───── Data section ─────

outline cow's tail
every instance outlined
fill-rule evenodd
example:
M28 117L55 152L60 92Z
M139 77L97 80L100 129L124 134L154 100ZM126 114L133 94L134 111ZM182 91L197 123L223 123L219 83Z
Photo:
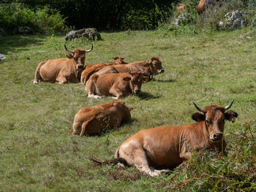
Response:
M42 78L41 77L41 74L40 74L40 69L41 67L46 63L46 61L41 61L37 67L37 69L36 69L36 72L35 72L35 74L34 74L34 80L33 81L33 83L34 84L37 84L38 83L38 80L42 80Z

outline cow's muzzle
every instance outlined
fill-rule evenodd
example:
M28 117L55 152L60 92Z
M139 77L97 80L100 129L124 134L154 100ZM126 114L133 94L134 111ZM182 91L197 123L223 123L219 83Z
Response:
M140 93L140 89L136 89L135 90L135 95L138 95Z
M214 142L220 141L222 139L222 134L214 134L212 140Z

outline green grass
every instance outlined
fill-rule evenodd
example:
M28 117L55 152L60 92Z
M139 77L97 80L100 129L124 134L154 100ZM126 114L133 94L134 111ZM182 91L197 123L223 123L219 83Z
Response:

─────

> _Written task_: Reproduce all of the records above line for line, leaving out the pictures.

> _Task output_:
outline cow's tail
every instance outlined
fill-rule evenodd
example:
M28 117L55 152L60 92Z
M139 77L97 80L100 129L124 134L154 100ZM126 114L133 94L134 111ZM182 91L197 123L223 123L219 83Z
Photo:
Response:
M42 78L41 77L41 74L40 74L40 69L41 67L46 63L46 61L41 61L37 67L37 69L36 69L36 72L35 72L35 74L34 74L34 80L33 81L33 83L34 84L37 84L38 83L38 80L42 80Z

outline cow's muzzle
every instance outlined
fill-rule evenodd
example:
M28 117L55 152L60 92Z
M139 77L97 80L100 129L124 134L154 100ZM126 114L133 94L134 111ZM182 91L197 123L223 123L219 83Z
Response:
M140 93L140 89L136 89L135 90L135 95L138 95Z
M214 142L220 141L222 139L222 134L214 134L212 140Z

outline green grass
every instance outlined
fill-rule evenodd
example:
M28 117L55 152L60 92Z
M139 77L97 80L100 129L124 134L154 100ZM126 114L133 94L134 111ZM182 91L197 123L223 123L219 83Z
Response:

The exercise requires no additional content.